## DOCUMENT EXCERPT
My last article discussed the mono-Blue deck I took with Your Move Games Japan to the Neutral Ground PTQ. I called it Stake Through the Heartbeat because that matchup was pretty much an auto-win, but that isn’t the case if you adopt a bad plan. All you really need to do to give Heartbeat a chance (albeit a small one) is use your precious Hinders to fight over irrelevant spells like Early Harvest. Even with an active Jushi Apprentice you don’t have nearly as many hard counters as an old-school Draw-Go deck; if you waste them on non-business spells you may find them resolving Wild Harvest and generating more new threats than you can actually handle.

One of the reasons I chose Stake is that I’ve had enough experience with that kind of deck that I felt confident I could come up with good plans even against matchups I hadn’t tested, whereas few of my opponents would be expecting Jushi Blue and thus might not have a good strategy prepared for it.

Play leads to Plans leads to Sideboards

Earlier, I discussed the tendency people have simply to play out their matches during playtesting, as though the goal was to figure out the win percentages rather than to figure out the matchup strategy. If that’s all you’re doing it becomes very difficult to maximize your sideboard, because you can only sideboard “good cards” rather than cards that address exactly how the matchup works.

For an ironic example, let’s look at the anti-Heartbeat strategy Mike Flores proposed for his WWr deck for Team Constructed….

My swap has been:
-4 Manriki-Gusari
-2 Paladin en-Vec
-4 Savannah Lions
+4 Threaten
+3 Bathe in Light
+3 Scour

Q10) That seems terrible! What have you been smoking?
My theory was that Savannah Lions is terrible against a sideboarded Heartbeat deck… I just never want to see it against Carven Caryatid and Sakura-Tribe Elder. Likewise, Paladin en-Vec is a bit slow.

On the other hand, I want my most extreme cards in after boards. I think that despite a very consistent Game 1, my deck is behind against a Heartbeat player who transforms. However, while the opponent is ramping up to Keiga mana, I can get damage in, and then steal a million damage with a Threaten.

## REQUIRED TASK 1
For each statement, say whether the deck article supports it and quote the deciding words: (a) the deck was named Stake Through the Heartbeat because the Heartbeat matchup was close to an automatic win; (b) the proposed swap adds four copies of Scour; (c) Paladin en-Vec is described as a bit slow.
The listing that comes next has no connection to the deck article.

Stored entries
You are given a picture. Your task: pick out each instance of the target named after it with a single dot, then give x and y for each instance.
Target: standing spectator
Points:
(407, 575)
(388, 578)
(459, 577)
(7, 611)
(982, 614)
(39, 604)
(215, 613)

## REQUIRED TASK 2
Rewrite the listing, swapping "instance" for "occurrence" and keeping everything else the same.

## TASK SOLUTION 1
(a) Yes: "I called it Stake Through the Heartbeat because that matchup was pretty much an auto-win"
(b) No: "+3 Scour"
(c) Yes: "Likewise, Paladin en-Vec is a bit slow."

## TASK SOLUTION 2
You are given a picture. Your task: pick out each occurrence of the target named after it with a single dot, then give x and y for each occurrence.
Target: standing spectator
Points:
(407, 575)
(388, 578)
(459, 577)
(7, 611)
(982, 614)
(39, 604)
(215, 613)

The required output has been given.